Extrait choisi —

La diversité des syncytines actuellement observées chez les mammifères, qui descendent d’un même ancêtre commun, s’explique vraisemblablement par l’acquisition progressive de nouveaux rétrovirus endogènes dans chacune des différentes lignées. Dans une sorte de relais évolutif, la syncytine ancestrale aurait cédé sa place à toute une série de syncytines différentes11. Plusieurs études ont déjà repéré d’anciennes syncytines dans certains organismes 1213 et le lien entre la diversité des syncytines et les variations de morphologies des placentas est une question de recherche ouverte14.
Ce lien étroit entre viviparité et domestication d’une protéine virale pourrait être dû à l’une des principales difficultés de la reproduction hors œuf : l’organisme de la mère doit tolérer celui du fœtus pendant toute la durée de la gestation. En l’absence d’adaptation spécifique, sa présence devrait déclencher un rejet, comme dans le cas d’une greffe. Différents mécanismes se combinent désormais pour permettre cette tolérance fœto-maternelle mais, au moment de l’apparition de la viviparité, il est possible que des protéines virales de type syncytines aient été indispensables en raison de leurs capacités immunosuppressives.
À défaut d’être capables de remonter le temps pour le démontrer, on peut s’intéresser aux quelques animaux vivipares qui n’appartiennent pas au groupe des mammifères15. Des chercheurs français étudiant les syncytines en ont ainsi identifié une… chez un lézard vivipare d’Amérique du Sud 16 ! Le rôle de ces protéines virales dans la reproduction vivipare ne se limite donc pas aux seuls mammifères, et il reste à savoir si leur présence est vraiment systématique chez les animaux à placenta.
Le lien entre les syncytines et la reproduction vivipare est particulièrement étudié mais ce n’est pas le seul exemple de fonction dépendant de la domestication d’un gène viral. Au-delà du syncytiotrophoblaste, les premiers résultats indiquent que des syncytines pourraient jouer un rôle dans la formation d’autres tissus nécessitant la fusion de plusieurs cellules, à savoir certains muscles17, certaines structures responsables de la régression du tissu osseux et certaines cellules géantes impliquées dans la régulation de l’inflammation18.
Une autre protéine de rétrovirus s’exprime dans nos cerveaux, où elle est notamment impliquée dans la mémorisation1920. Les guêpes parasitoïdes ont quant à elles domestiqué des virus entiers, qu’elles injectent aux arthropodes qu’elles parasitent en même temps que leurs œufs, pour favoriser leur tolérance immunitaire21. À l’inverse, différents gènes de rétrovirus protègent les organismes qui les portent contre les infections par d’autres virus22.
Les observations de ce type ne cessent de se multiplier et il devient nécessaire de repenser notre vision des virus. En interaction permanente avec les autres entités biologiques, ils ne sont pas seulement vecteurs de maladies, mais aussi d’innovations génétiques ayant chamboulé l’évolution du vivant23.

Travail à faire —
(1) Recopiez mot pour mot le passage de l'extrait sur les syncytines qui commence par « Ce lien étroit » et se poursuit jusqu'à « leurs capacités immunosuppressives. ».
(2) Répondez aux questions suivantes à partir de l'extrait sur les syncytines.
(a) Chez quel animal vivipare n'appartenant pas aux mammifères des chercheurs français ont-ils identifié une syncytine ?
(b) Dans quelle fonction la protéine de rétrovirus qui s'exprime dans nos cerveaux est-elle notamment impliquée ?
(c) Qu'injectent les guêpes parasitoïdes aux arthropodes qu'elles parasitent, en même temps que leurs œufs ?

Données fournies —
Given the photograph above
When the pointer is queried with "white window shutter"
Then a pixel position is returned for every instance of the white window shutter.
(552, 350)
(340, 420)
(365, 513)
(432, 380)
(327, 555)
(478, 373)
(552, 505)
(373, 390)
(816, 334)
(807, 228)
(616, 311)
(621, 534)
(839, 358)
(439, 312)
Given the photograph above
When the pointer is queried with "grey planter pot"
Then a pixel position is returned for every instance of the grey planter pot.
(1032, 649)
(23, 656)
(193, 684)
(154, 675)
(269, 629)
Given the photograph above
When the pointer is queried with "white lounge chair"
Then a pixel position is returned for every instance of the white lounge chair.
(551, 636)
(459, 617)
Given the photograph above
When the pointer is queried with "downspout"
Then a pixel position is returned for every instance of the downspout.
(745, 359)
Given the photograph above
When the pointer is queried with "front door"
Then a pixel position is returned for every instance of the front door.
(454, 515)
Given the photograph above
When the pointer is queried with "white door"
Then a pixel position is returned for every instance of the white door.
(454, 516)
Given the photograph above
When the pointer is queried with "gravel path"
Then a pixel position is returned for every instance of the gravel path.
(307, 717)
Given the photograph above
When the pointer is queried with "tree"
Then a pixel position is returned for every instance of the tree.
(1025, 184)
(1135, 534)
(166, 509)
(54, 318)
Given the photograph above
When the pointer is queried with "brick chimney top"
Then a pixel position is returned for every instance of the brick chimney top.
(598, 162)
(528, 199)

Réponses attendues —
(1)
Ce lien étroit entre viviparité et domestication d’une protéine virale pourrait être dû à l’une des principales difficultés de la reproduction hors œuf : l’organisme de la mère doit tolérer celui du fœtus pendant toute la durée de la gestation. En l’absence d’adaptation spécifique, sa présence devrait déclencher un rejet, comme dans le cas d’une greffe. Différents mécanismes se combinent désormais pour permettre cette tolérance fœto-maternelle mais, au moment de l’apparition de la viviparité, il est possible que des protéines virales de type syncytines aient été indispensables en raison de leurs capacités immunosuppressives.

(2)
(a) Chez un lézard vivipare d'Amérique du Sud.
(b) Dans la mémorisation.
(c) Des virus entiers, qu'elles ont domestiqués.